**Document excerpt**
-- Start --

These included, from the Indian side, former IAF chief Air Chief Marshal S.K. Kaul, his brother and former cabinet secretary P.K. Kaul, and former R&AW chief and J&K governor G.C. ‘Gary’ Saxena; from the Pakistani side were often top former civil servants, at least once former Army chief, Jehangir Karamat, and relatively younger politicians, Shahid Khaqan Abbasi and Shah Mehmood Qureshi, the former rose to prime ministership and the latter became foreign minister. whatever those jobs might count for in their country.

As you can guess from the few names I have mentioned, most of the participants had been combatants from rival sides, militarily, diplomatically, covertly, or in strategic debates.

For the odd editor, it was an enormous learning experience as the top practitioners on the two sides talked. Sometimes conversations carried on into hour-long walks. I kept memories, and sort of uncharacteristically, even some notes from one with Durrani and a couple of others along Lake Bellagio in Italy. As we go along I will share some of these with you.

See it this way, if some plumbing and wiring in his heart hadn’t caught the attention of his military doctors and he rose to be a three- or even a four-star, we would perhaps not be writing obituaries for him in India. Because, even if he became chief, he’d be among the few who had no political delusions. He also believed military interference was at the root of many of Pakistan’s problems.

Because of his health challenges he was taken away from combat unit commands and seconded out to head Pakistan Ordnance Factories Board. Given his age and pedigree, he had seen two Pakistani dictators, Zia and Musharraf, up close. He also served both, Zia as military secretary, and Musharraf as his envoy to Washington.


Also Read: India doesn’t give walkovers to Pakistan in war. Here’s why it shouldn’t do it in cricket either


Two conversations from that long, lakeside walk stand out. The first, when I asked him if Zia was indeed as much of an Islamist as we believed. He didn’t start out as one, Durrani said. He was just another garden variety (my words) normal, devout Muslim. But, as one audacious move after another worked for him—the coup, jailing and hanging of Bhutto—people around him would tell him he was divinely chosen and empowered to restore the glory of Islam in Pakistan. This was greatly compounded after the Soviet invasion of Afghanistan and Pakistan finding itself centre-stage in that ‘jehad’. ‘See, what have we been telling you,” the same hangers-on would tell him now, “everything, from Bhutto making you army chief over the heads of others, your coup, Bhutto’s hanging, were all planned by the almighty. All to position you for this jehad. Allah had needed and wanted you here.”

Durrani said by this time Zia had started to believe all of this, that he was the chosen one. He said he’d been to Mecca with Zia early on and he prayed like the usual believing Muslim. Now he would sit by the grave sometimes for more than an hour, even crying in emotion. His success and hangers-on had made him an Islamist. They took away his life too.

-- End --

**Challenge 1**
Answer these about the excerpt on Durrani, one answer per line:
(a) Where was the lakeside walk on which the writer took notes?
(b) Which board was Durrani seconded out to head?
(c) In what role did he serve Musharraf?

**Data for this exercise**
-- Start --

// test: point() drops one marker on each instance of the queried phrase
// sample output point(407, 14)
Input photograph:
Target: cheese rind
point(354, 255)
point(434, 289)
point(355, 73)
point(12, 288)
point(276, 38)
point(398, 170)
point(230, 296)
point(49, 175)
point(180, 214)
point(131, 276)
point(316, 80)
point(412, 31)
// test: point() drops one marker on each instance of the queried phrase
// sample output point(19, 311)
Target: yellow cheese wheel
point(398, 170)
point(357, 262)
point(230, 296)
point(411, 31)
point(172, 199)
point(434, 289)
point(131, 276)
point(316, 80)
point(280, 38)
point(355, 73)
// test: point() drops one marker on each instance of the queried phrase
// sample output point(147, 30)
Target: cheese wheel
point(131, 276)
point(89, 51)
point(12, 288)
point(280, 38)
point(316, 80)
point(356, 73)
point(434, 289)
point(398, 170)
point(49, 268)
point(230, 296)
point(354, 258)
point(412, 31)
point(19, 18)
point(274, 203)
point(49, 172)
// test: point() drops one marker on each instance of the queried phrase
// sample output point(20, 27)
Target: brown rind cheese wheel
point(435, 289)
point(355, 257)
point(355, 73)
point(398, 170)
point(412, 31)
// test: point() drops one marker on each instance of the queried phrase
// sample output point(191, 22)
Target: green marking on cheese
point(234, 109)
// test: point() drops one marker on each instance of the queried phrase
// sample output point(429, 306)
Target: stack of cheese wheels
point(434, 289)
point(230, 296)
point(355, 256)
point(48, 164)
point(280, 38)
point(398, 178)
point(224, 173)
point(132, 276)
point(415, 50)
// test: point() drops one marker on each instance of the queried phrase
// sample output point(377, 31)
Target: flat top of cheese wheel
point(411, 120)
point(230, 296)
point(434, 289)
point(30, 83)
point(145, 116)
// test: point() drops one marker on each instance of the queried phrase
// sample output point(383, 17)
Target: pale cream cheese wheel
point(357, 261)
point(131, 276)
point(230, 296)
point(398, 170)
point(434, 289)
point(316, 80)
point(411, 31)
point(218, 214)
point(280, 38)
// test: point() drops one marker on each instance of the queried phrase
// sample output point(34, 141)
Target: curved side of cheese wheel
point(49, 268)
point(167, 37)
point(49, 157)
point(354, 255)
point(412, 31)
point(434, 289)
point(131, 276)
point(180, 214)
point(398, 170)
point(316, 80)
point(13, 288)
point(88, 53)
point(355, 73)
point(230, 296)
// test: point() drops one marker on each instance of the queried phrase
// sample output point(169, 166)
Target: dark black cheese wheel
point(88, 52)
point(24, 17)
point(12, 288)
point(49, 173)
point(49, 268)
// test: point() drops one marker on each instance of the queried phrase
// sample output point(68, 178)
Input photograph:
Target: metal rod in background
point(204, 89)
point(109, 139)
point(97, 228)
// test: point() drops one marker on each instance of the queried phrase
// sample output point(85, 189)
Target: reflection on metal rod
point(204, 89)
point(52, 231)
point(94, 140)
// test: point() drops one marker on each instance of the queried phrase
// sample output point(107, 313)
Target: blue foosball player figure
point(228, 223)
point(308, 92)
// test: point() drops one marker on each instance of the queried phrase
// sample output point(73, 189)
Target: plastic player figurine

-- End --

**Challenge 2**
Set out as a numbered list everything in the entries from their first line down to the line containing "point(49, 172)", leaving out blank lines.

**Worked solution 1**
(a) Along Lake Bellagio in Italy.
(b) The Pakistan Ordnance Factories Board.
(c) As his envoy to Washington.

**Worked solution 2**
1. // test: point() drops one marker on each instance of the queried phrase
2. // sample output point(407, 14)
3. Input photograph:
4. Target: cheese rind
5. point(354, 255)
6. point(434, 289)
7. point(355, 73)
8. point(12, 288)
9. point(276, 38)
10. point(398, 170)
11. point(230, 296)
12. point(49, 175)
13. point(180, 214)
14. point(131, 276)
15. point(316, 80)
16. point(412, 31)
17. // test: point() drops one marker on each instance of the queried phrase
18. // sample output point(19, 311)
19. Target: yellow cheese wheel
20. point(398, 170)
21. point(357, 262)
22. point(230, 296)
23. point(411, 31)
24. point(172, 199)
25. point(434, 289)
26. point(131, 276)
27. point(316, 80)
28. point(280, 38)
29. point(355, 73)
30. // test: point() drops one marker on each instance of the queried phrase
31. // sample output point(147, 30)
32. Target: cheese wheel
33. point(131, 276)
34. point(89, 51)
35. point(12, 288)
36. point(280, 38)
37. point(316, 80)
38. point(356, 73)
39. point(434, 289)
40. point(398, 170)
41. point(49, 268)
42. point(230, 296)
43. point(354, 258)
44. point(412, 31)
45. point(19, 18)
46. point(274, 203)
47. point(49, 172)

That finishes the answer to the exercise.